:: Request ::
What follows is a block of records; restate each one word for word.

— BEGIN Records provided —

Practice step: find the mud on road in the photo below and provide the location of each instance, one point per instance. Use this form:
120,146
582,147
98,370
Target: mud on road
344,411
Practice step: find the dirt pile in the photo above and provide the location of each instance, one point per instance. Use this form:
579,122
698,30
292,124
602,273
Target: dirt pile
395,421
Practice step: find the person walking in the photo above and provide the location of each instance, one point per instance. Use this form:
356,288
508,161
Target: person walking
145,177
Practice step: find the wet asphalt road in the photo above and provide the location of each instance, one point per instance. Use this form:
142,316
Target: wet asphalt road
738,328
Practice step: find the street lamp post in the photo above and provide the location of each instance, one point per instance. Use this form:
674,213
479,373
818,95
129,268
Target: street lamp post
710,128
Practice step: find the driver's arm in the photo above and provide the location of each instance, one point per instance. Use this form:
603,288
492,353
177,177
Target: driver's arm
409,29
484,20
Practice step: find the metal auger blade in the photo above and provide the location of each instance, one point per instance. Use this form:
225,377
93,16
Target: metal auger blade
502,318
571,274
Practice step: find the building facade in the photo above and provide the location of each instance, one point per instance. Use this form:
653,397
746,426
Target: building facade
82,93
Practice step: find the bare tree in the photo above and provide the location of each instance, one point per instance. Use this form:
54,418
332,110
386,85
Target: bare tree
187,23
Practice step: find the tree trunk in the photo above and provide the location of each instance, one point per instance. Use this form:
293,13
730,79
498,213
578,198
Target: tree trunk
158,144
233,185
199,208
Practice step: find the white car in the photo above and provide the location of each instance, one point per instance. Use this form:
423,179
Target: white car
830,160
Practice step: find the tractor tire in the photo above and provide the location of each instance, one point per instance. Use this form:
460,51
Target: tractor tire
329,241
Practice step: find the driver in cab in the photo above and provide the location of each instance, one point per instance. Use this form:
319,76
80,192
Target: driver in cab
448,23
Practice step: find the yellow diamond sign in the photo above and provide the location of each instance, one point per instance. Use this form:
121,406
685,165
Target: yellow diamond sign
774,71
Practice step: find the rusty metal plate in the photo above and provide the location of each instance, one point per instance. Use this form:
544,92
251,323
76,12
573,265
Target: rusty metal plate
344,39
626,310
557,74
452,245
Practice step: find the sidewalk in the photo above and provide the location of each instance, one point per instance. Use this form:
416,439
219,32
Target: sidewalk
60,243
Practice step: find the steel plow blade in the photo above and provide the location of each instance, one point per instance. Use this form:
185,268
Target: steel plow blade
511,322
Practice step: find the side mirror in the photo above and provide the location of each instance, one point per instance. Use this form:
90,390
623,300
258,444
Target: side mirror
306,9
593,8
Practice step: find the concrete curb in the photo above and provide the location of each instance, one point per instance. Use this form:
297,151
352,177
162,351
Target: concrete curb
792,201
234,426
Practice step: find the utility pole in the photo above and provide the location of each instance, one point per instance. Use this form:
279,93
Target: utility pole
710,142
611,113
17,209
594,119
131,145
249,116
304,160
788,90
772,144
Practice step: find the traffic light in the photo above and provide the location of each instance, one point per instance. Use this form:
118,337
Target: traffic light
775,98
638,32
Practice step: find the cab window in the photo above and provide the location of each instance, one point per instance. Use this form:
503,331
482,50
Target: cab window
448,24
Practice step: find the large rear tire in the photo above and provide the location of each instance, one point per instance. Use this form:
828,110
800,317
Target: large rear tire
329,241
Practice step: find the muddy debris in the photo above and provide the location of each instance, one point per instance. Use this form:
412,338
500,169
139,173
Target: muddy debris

— END Records provided —

:: The answer ::
Practice step: find the mud on road in the photo below and provide the location of each instance, one point per instance. Use this form:
120,146
582,147
98,370
Target: mud on road
344,411
Practice step: find the dirt pile in the photo above and provide the location of each instance, one point per instance. Use this form:
579,122
698,30
292,124
602,273
Target: dirt pile
395,421
Practice step: find the person walking in the photo above and provide the location of each instance, one point per instance. Use this form:
356,288
508,161
Target: person walking
145,177
Practice step: find the wet asphalt road in the photo above and provide the location of each instance, one point per instance. Use this form:
142,316
Target: wet asphalt road
738,328
Practice step: find the street lamp post in the photo above and provide the location of each instance, one point per instance. Use this form:
674,213
479,373
818,95
129,268
Target: street lamp post
710,128
Practice step: find the driver's arm in the photo above and provide the location of each instance, one point per instance. Use this form:
603,288
492,353
177,177
Target: driver's arm
409,29
484,20
Practice step: find the metal auger blade in the photo above and provide the location of each instance, one point per instance. Use this form:
225,377
93,16
Target: metal auger blade
502,318
571,274
Practice step: find the building facade in the photo above and provide the location of each instance, one point per instance. Use this form:
653,397
746,426
Target: building facade
82,93
Practice step: find the bare tree in the photo above and provide the location of each instance, one point per instance. Use this form:
54,418
332,110
386,85
Target: bare tree
187,23
Practice step: find the tree trunk in the photo above and provide the location of each instance, one point per instance. Use this form:
293,13
730,79
498,213
578,198
Target: tree trunk
158,144
233,185
199,208
Practice step: find the white car in the photo above and provide the location of each instance, one point per instance. Use this form:
423,179
Target: white car
830,160
Practice step: find the tractor tire in the photo above and provide the location of each instance, one point per instance. Use this form:
460,51
Target: tractor tire
329,241
Practice step: find the driver in cab in the photo above and provide the location of each instance, one point per instance. Use this form:
319,76
80,192
Target: driver in cab
448,23
Practice step: find the yellow diamond sign in the photo above and provide the location of each instance, one point per instance. Use this form:
121,406
685,165
Target: yellow diamond sign
774,71
Practice step: find the rusty metal plate in the photo above and provide the location of each instance, one point per instance. Use this form:
544,92
251,323
76,12
573,265
Target: rusty metal plate
344,39
626,310
557,74
452,245
Practice step: find the sidewalk in the photo above and provide the location of each instance, one point per instance. Use this form:
416,439
219,32
Target: sidewalk
60,243
Practice step: find the steel plow blade in the photo above and provide the location of each instance, one point per instance. Use this form:
185,268
Target: steel plow blade
511,322
Practice step: find the side mirror in the photo above and provide the location of each instance, one point per instance. Use this form:
90,390
623,300
258,444
Target: side mirror
306,9
593,8
Practice step: find the concrete curb in the photo above and provide the location of each instance, one point per instance. Use this form:
297,151
352,177
162,351
Target: concrete curb
792,201
234,426
Practice step: find the utility pole in the photo above and provide the location of each instance, one point per instance. Use this form:
279,93
Target: utility pole
710,142
611,113
17,209
594,119
131,145
249,116
304,160
788,90
772,144
Practice step: find the traffic light in the photo above and provide the location of each instance, one point per instance. Use this form:
118,337
Target: traffic light
775,98
638,32
Practice step: find the cab window in the photo above and provide the location of each instance, one point per instance. Use this form:
503,331
482,50
Target: cab window
448,24
Practice step: find the large rear tire in the photo above and provide the location of each instance, one point per instance. Use this form:
828,110
800,317
Target: large rear tire
329,241
Practice step: find the muddy debris in the photo above and provide the location of each instance, one point per instance. Use this form:
412,338
500,169
139,173
Target: muddy debris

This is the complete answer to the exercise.